• _Brano da leggere_:
════════════════════

QUALCHE APPROFONDIMENTO

Per permettere la maturazione del prodotto, gli scambi di ossigeno e di sostanze volatili e la continua azione degli acetobatteri, è fondamentale che le botti rimangano aperte. Ognuna presenta infatti un’apertura generalmente rettangolare su due o tre doghe, chiamata “cocchiume”, che facilita l’ispezione e le operazioni di manutenzione, così come l’ossigenazione e l’evaporazione del prodotto. Il cocchiume viene coperto solo da una pezza, lasciando liberi gli acetobatteri di scambiare ossigeno con l’ambiente circostante. Inoltre il legno stesso, grazie alla sua porosità, garantisce scambi con l’ambiente durante tutte le fasi di vita del balsamico tradizionale.

Affinché la maturazione e l’invecchiamento avvengano al meglio, la batteria va inoltre collocata necessariamente in un luogo che risenta delle escursioni termiche fra il giorno e la notte, ma ancor di più fra l’estate e l’inverno: i sottotetti. Qui nella stagione calda, grazie alle alte temperature, si ha la maggior evaporazione e attività batterica (il processo di acetificazione, infatti, richiede una temperatura ambientale superiore ai 20-22°C, al di sotto dei quali gli acetobatteri rimangono in stato di quiescenza), mentre il freddo invernale rallenta l’attività batterica e l’evaporazione e permette alle impurità di sedimentare sul fondo della botte nonché a garantire una decisa attività delle parti odorose. È infatti per questo motivo che, ancor oggi le botti trovano la loro collocazione ideale nei sottotetti delle case.

Ancora discussa resta la questione di come determinare l’età di un aceto Balsamico Tradizionale. Come abbiamo visto, infatti ogni botte della batteria contiene una mistura di aceti di età e caratteristiche differenti. Non è quindi evidente determinare la reale “età” del prodotto, anche in considerazione del fatto che il disciplinare pone come termine minimo un invecchiamento di 12 anni dall’avvio di una batteria ex novo e ovviamente al termine del dodicesimo anno, solo una frazione del prodotto contenuto nella botte più piccola risale all’aceto immesso dodici anni prima, mentre gran parte del contenuto è frutto dei successivi rincalzi e travasi.

IMBOTTIGLIAMENTO

Anche l’imbottigliamento è ben definito dai due disciplinari: ciascuno dei due aceti deve essere venduto in un contenitore ben preciso e solo quello può essere.

════════════════════

• _Elenco dei dati_:
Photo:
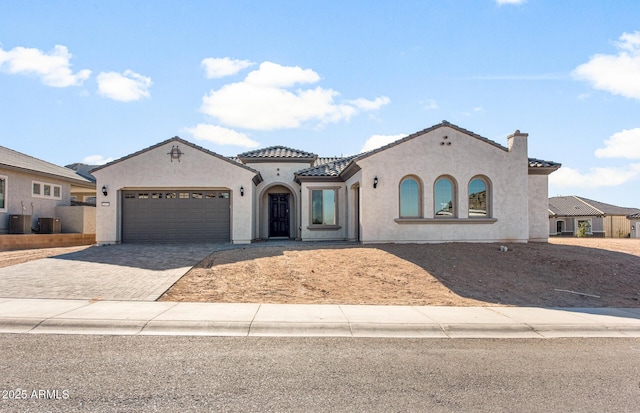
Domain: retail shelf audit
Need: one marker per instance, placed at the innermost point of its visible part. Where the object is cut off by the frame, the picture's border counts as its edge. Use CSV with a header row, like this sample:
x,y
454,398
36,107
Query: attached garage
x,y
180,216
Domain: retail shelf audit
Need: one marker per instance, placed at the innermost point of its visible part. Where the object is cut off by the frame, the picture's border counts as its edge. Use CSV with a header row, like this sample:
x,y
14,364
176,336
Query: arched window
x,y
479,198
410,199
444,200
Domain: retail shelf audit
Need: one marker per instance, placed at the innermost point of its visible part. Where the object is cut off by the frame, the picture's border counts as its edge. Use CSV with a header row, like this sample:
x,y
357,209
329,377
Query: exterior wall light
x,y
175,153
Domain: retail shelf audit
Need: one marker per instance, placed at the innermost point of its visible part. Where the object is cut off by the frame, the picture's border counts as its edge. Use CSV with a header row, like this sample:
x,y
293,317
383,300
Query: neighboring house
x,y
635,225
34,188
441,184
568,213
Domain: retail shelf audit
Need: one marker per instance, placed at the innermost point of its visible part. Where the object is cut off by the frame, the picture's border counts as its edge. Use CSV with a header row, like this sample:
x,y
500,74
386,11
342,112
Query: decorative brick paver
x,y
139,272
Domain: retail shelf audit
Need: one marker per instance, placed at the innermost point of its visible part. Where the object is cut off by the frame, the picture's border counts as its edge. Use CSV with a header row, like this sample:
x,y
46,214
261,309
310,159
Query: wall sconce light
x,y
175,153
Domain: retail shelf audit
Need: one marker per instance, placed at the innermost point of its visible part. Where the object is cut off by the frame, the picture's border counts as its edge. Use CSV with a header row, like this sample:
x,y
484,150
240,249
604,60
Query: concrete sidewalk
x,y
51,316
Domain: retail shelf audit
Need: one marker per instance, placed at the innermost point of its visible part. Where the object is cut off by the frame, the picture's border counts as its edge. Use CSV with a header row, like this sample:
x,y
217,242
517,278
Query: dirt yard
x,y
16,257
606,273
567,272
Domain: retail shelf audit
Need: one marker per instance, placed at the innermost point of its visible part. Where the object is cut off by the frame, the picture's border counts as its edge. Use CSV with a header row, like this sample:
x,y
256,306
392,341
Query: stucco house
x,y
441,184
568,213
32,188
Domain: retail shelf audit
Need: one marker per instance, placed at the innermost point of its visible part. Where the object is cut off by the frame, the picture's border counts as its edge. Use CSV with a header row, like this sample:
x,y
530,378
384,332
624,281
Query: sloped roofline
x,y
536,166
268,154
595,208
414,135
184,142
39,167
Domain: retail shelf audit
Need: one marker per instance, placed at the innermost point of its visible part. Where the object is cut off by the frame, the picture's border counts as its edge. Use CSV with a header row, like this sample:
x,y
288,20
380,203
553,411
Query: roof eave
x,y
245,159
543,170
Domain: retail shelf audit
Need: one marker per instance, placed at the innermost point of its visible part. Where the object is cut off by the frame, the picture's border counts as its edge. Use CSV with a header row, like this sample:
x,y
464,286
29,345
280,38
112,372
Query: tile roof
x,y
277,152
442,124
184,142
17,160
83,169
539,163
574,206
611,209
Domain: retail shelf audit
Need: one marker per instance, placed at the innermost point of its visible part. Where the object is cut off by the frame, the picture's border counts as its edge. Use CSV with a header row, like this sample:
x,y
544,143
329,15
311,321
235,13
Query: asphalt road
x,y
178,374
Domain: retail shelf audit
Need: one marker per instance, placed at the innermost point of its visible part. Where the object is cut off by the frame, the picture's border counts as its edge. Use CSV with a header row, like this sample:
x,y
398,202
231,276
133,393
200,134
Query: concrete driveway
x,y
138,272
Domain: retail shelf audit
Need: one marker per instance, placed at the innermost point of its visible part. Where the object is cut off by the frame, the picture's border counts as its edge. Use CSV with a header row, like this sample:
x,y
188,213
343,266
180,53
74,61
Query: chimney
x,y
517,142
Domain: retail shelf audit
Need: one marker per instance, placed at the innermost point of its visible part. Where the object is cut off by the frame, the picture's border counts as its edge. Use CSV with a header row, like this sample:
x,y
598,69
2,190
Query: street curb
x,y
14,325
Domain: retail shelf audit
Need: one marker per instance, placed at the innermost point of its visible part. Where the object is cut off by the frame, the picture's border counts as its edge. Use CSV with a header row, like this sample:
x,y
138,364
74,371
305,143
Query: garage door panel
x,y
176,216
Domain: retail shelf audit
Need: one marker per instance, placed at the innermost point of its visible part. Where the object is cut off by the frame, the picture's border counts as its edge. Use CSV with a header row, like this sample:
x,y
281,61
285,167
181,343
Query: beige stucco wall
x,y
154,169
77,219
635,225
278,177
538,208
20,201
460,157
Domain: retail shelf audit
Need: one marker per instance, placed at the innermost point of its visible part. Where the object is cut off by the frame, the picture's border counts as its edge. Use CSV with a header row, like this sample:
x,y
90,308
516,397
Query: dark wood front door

════════════════════

• _Esercizi da svolgere_:
• a. Riporta la parte del brano sull'aceto balsamico tradizionale che comincia con "Affinché la maturazione" e finisce con "sottotetti delle case.".
• b. Rispondi a queste domande sul brano sull'aceto balsamico tradizionale.
(i) Come si chiama l'apertura presente su ogni botte?
(ii) In quale luogo va collocata la batteria?
(iii) Qual è il termine minimo di invecchiamento fissato dal disciplinare?
• c. Prosegui il brano sull'aceto balsamico tradizionale a partire dalla sua ultima frase.

• _Soluzioni per esercizio_:
• a.
Affinché la maturazione e l’invecchiamento avvengano al meglio, la batteria va inoltre collocata necessariamente in un luogo che risenta delle escursioni termiche fra il giorno e la notte, ma ancor di più fra l’estate e l’inverno: i sottotetti. Qui nella stagione calda, grazie alle alte temperature, si ha la maggior evaporazione e attività batterica (il processo di acetificazione, infatti, richiede una temperatura ambientale superiore ai 20-22°C, al di sotto dei quali gli acetobatteri rimangono in stato di quiescenza), mentre il freddo invernale rallenta l’attività batterica e l’evaporazione e permette alle impurità di sedimentare sul fondo della botte nonché a garantire una decisa attività delle parti odorose. È infatti per questo motivo che, ancor oggi le botti trovano la loro collocazione ideale nei sottotetti delle case.

• b.
(i) Cocchiume.
(ii) Nei sottotetti.
(iii) 12 anni dall'avvio di una batteria ex novo.

• c.
L’ABTM certificato viene imbottigliato in speciali bottigliette da 100 ml, di vetro bianco massiccio, sferiche con base rettangolare, disegnate in esclusiva dal designer Giorgetto Giugiaro.
La bottiglietta dell’ABTRE, anch’essa di vetro bianco ed utilizzata esclusivamente per il balsamico tradizionale, ha la forma di un tulipano rovesciato.

L’imbottigliamento, che viene effettuato dal consorzio, può avvenire solamente entro i confini della provincia di Modena (ABTM) o di Reggio Emilia (ABTRE). Ogni bottiglia viene sigillata da un contrassegno numerato apposto sopra il tappo in modo che debba essere rotto per poter aprire la confezione. L’etichetta non può assolutamente riportare aggettivi o qualificazioni relative al prodotto, quali “riserva”, “speciale”, oppure riferimenti all’annata di produzione.

LA STORIA DELL’ACETO BALSAMICO TRADIZIONALE

Le origini dell’aceto balsamico tradizionale sono avvolte nel mistero.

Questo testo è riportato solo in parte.